Quote each of the following rows word for word.

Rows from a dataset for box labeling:
▽

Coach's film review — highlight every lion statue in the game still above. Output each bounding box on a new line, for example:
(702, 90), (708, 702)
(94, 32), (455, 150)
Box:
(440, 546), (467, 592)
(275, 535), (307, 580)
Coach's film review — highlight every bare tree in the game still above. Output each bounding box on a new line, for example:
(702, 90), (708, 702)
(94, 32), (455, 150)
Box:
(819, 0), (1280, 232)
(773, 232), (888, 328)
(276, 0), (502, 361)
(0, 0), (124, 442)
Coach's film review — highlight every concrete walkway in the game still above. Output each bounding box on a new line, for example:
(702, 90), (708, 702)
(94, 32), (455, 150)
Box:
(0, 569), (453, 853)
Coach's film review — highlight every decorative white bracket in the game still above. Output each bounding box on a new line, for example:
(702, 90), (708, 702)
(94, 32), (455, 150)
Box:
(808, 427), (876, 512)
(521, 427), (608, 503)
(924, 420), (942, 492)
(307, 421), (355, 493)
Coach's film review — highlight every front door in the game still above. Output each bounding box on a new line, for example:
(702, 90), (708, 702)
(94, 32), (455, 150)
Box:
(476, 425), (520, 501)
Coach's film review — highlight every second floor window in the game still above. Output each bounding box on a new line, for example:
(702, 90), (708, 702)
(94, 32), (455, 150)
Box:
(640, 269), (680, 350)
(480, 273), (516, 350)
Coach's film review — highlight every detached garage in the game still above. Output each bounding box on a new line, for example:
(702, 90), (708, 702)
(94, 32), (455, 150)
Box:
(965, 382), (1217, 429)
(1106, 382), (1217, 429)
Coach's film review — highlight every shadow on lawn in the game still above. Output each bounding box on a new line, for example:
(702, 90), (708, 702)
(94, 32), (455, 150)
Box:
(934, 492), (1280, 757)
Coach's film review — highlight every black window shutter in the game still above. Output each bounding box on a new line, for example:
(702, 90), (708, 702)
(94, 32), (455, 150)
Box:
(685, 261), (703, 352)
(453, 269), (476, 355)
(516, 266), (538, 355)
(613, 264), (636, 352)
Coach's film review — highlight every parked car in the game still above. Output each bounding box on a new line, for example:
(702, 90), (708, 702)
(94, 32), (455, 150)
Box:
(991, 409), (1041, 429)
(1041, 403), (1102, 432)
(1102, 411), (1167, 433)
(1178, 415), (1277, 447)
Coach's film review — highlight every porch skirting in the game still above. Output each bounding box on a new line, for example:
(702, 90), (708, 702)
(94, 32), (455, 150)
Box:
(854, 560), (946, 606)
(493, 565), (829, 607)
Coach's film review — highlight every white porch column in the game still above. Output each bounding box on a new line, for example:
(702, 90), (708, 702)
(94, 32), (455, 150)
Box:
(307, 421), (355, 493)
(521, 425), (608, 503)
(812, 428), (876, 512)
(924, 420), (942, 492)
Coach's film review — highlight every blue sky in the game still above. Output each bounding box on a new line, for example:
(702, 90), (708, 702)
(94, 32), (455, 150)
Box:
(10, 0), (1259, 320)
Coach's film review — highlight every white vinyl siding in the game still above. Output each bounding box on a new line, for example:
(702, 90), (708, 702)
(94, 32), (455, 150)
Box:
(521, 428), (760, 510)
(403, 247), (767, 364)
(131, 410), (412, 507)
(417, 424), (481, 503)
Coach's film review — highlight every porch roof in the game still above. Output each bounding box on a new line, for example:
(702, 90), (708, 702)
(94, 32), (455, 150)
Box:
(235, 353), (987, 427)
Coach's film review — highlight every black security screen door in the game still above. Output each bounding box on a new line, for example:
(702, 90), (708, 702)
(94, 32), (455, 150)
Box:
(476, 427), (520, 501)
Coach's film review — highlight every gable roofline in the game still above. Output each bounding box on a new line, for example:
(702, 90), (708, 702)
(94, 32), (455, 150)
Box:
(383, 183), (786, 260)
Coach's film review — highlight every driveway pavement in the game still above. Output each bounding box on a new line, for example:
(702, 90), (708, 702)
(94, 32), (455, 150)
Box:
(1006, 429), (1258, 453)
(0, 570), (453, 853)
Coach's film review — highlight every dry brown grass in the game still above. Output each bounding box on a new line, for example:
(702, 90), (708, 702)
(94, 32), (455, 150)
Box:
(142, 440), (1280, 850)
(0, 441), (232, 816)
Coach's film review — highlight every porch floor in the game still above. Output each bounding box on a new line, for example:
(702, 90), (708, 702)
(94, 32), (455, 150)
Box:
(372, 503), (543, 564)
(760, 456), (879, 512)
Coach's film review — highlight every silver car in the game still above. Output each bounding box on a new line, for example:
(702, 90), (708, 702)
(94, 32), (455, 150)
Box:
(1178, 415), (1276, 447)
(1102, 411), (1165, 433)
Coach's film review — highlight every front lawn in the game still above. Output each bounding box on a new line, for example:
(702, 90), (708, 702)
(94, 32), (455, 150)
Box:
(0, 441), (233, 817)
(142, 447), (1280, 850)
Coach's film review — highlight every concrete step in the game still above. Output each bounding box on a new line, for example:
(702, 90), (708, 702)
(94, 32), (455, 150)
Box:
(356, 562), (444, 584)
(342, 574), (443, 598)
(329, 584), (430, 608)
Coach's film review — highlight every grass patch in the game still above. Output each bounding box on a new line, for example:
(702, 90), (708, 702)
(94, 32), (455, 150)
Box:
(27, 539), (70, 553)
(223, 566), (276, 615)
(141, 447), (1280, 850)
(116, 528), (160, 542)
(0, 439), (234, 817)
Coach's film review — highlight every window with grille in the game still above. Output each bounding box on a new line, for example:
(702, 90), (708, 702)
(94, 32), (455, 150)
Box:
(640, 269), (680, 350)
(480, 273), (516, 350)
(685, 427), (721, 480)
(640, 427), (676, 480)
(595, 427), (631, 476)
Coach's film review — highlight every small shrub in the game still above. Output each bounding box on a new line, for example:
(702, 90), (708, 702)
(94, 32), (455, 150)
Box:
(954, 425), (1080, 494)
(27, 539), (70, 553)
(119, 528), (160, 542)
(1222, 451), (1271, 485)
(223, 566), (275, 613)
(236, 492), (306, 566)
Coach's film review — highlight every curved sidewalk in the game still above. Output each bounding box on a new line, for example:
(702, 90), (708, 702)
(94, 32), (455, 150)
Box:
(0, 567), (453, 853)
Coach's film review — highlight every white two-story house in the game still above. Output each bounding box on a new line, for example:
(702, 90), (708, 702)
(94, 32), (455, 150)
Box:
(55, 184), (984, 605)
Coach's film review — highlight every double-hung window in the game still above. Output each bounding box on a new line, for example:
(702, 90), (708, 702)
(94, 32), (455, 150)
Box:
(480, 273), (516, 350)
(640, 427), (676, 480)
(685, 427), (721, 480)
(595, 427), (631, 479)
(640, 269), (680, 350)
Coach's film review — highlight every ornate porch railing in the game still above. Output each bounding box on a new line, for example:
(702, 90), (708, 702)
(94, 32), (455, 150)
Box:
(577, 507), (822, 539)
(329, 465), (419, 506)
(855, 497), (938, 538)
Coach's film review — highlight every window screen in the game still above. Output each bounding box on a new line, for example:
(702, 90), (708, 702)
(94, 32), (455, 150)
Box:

△

FINAL RESULT
Coach's film review — highlight every lion statue in the game still above. Output each bounding box on a new line, for example:
(702, 90), (708, 702)
(94, 32), (455, 150)
Box:
(440, 546), (467, 592)
(275, 535), (307, 580)
Coach's film review — highlight every bare tree in the game still above. Output each bounding box on a new line, for example:
(702, 90), (708, 702)
(94, 32), (455, 150)
Box:
(819, 0), (1280, 232)
(773, 232), (888, 328)
(276, 0), (502, 361)
(0, 0), (124, 442)
Coach's film review — highlight every concrete walkway in the game still above. Output each bounding box on a new line, for example:
(702, 90), (708, 702)
(94, 32), (455, 150)
Box:
(0, 569), (453, 853)
Coach's film review — highlight every decorative white bracket in the game still above. Output each bounding box on a new line, for example:
(702, 90), (708, 702)
(94, 32), (455, 150)
Box:
(808, 427), (876, 512)
(521, 427), (608, 503)
(924, 420), (942, 492)
(307, 421), (355, 493)
Coach's film review — highlight every front door in the game still above. Output each bounding box on a new line, for example:
(702, 90), (708, 702)
(94, 32), (455, 150)
Box:
(476, 425), (520, 501)
Coach's film review — highlight every second floor window in the game still above. Output each bounding box on a new line, for example:
(702, 90), (708, 702)
(94, 32), (455, 150)
Box:
(640, 269), (680, 350)
(480, 273), (516, 350)
Coach's film review — highlight every detached garage in the game still above. Output each bounding box on a new line, for example:
(702, 90), (708, 702)
(94, 32), (455, 150)
Box:
(965, 382), (1217, 429)
(1106, 382), (1217, 429)
Coach's film review — highlight every shadow on lawn in the game still above. Output each bounding box on a new line, for example:
(702, 90), (708, 702)
(94, 32), (455, 150)
Box:
(934, 492), (1280, 757)
Coach's film review — highlight every black window shutter in the game still above. Output each bounding box on a new line, for example:
(702, 90), (708, 702)
(94, 32), (455, 150)
Box:
(685, 261), (703, 352)
(453, 269), (476, 355)
(516, 266), (538, 355)
(613, 264), (636, 352)
Coach's film review — highlight every parked car in the game still above. Output each bounding box on a new line, for example:
(702, 90), (708, 702)
(94, 32), (455, 150)
Box:
(991, 409), (1041, 429)
(1041, 403), (1102, 432)
(1102, 411), (1167, 433)
(1178, 415), (1277, 447)
Coach's film review — highlight every porch skirting in the game still above. Output each bounding box on a new line, for example:
(702, 90), (708, 702)
(94, 32), (455, 150)
Box:
(854, 560), (946, 606)
(493, 565), (829, 607)
Coach's film review — highlight every white porch column in the game still above. Output each bounding box on a new line, for example:
(702, 90), (708, 702)
(94, 32), (455, 150)
Box:
(307, 421), (355, 493)
(521, 425), (608, 503)
(812, 428), (876, 512)
(924, 420), (942, 492)
Coach's film review — highlight every blue sky in the game still above. Output each bounding box on a new line, for example:
(702, 90), (708, 702)
(94, 32), (455, 150)
Box:
(10, 0), (1259, 320)
Coach's film review — highlight every white vinyl siding in the game still above. Output each bounding box on a new line, for example:
(702, 90), (708, 702)
(94, 32), (455, 150)
Box:
(521, 428), (760, 510)
(403, 247), (767, 364)
(131, 410), (412, 507)
(417, 424), (481, 503)
Coach's film review — highlight every porch roof in the game still above. Output each bounding box on a new line, for example:
(702, 90), (708, 702)
(94, 32), (455, 150)
Box:
(235, 353), (987, 427)
Coach's film review — highlight every black security screen door in the game still above. Output each bounding box on a new line, for example:
(702, 90), (708, 702)
(94, 32), (455, 150)
Box:
(476, 427), (520, 501)
Coach's film review — highlight every gable roofline in the game still above. Output each bounding box on a new line, for example:
(702, 90), (708, 702)
(94, 32), (455, 150)
Box:
(383, 183), (786, 260)
Coach's film review — highlight every driveway pavement in the game still above. Output each bounding box on a new line, for example:
(702, 90), (708, 702)
(94, 32), (455, 150)
Box:
(1006, 429), (1258, 453)
(0, 570), (453, 853)
Coach's film review — highlight every dry brown grass in the game still above. Output each bounding box on a new line, for example:
(702, 90), (708, 702)
(94, 32), (455, 150)
Box:
(142, 440), (1280, 850)
(0, 441), (232, 816)
Coach's film review — highlight every porch floor in the game still above. Output each bounding box on a new line, for example:
(702, 90), (708, 702)
(94, 32), (455, 150)
Box:
(372, 503), (543, 564)
(760, 456), (879, 512)
Coach's film review — highlight every silver car in the game still above. Output each bounding box on a new line, for example:
(702, 90), (708, 702)
(94, 32), (455, 150)
Box:
(1178, 415), (1276, 447)
(1102, 411), (1165, 433)
Coach's film review — highlight every front lawn in the game still above. Output each bounding box on a new line, for example:
(702, 90), (708, 702)
(94, 32), (455, 150)
Box:
(0, 441), (233, 817)
(142, 447), (1280, 850)
Coach's film review — highlight every concrete step in the game still above. Output each bounding box on a new line, for example:
(702, 90), (708, 702)
(94, 32), (455, 150)
Box:
(356, 562), (444, 584)
(342, 574), (443, 598)
(329, 584), (430, 608)
Coach's film review — highlight every grass patch in the game still above. Output each bounding box on a new line, for example:
(702, 90), (708, 702)
(94, 32), (455, 150)
Box:
(27, 539), (70, 553)
(223, 566), (276, 615)
(141, 447), (1280, 850)
(116, 528), (160, 542)
(0, 439), (234, 817)
Coach's film review — highlight every window with grille in the game still above. Output each bounding box on a new line, for example:
(702, 90), (708, 702)
(94, 32), (455, 150)
Box:
(640, 269), (680, 350)
(480, 273), (516, 350)
(685, 427), (721, 480)
(640, 427), (676, 480)
(595, 427), (631, 476)
Coach's film review — highlight every small shrub in the game still above. Output each bounding box on a new line, for example:
(702, 90), (708, 702)
(94, 32), (455, 150)
Box:
(954, 425), (1080, 494)
(27, 539), (70, 553)
(119, 528), (160, 542)
(1222, 451), (1271, 485)
(223, 566), (275, 613)
(236, 492), (306, 566)
Coach's film review — highlight every curved sidewalk in the game still above. Output each bounding box on a new line, for example:
(702, 90), (708, 702)
(94, 32), (455, 150)
Box:
(0, 567), (453, 853)
Coach's film review — highlight every white two-story house in the game still above. Output each bounding box on a new line, for example:
(702, 90), (708, 702)
(94, 32), (455, 150)
Box:
(55, 184), (984, 605)
Coach's film review — highlight every double-hung window in the game still above. Output each bounding box on a new line, for example:
(702, 90), (708, 702)
(94, 32), (455, 150)
Box:
(480, 273), (516, 350)
(640, 427), (676, 480)
(685, 427), (721, 480)
(595, 427), (631, 479)
(640, 269), (680, 350)
Coach's film review — highlight every ornate porch railing in the game still above. Output each bounding box on a new line, for example:
(702, 90), (708, 702)
(94, 32), (455, 150)
Box:
(577, 507), (822, 539)
(329, 465), (419, 506)
(855, 497), (938, 538)
Coach's film review — highlight every window screen in the game still above. Output each bounding box on a new line, for example:
(702, 90), (708, 702)
(94, 32), (455, 150)
Box:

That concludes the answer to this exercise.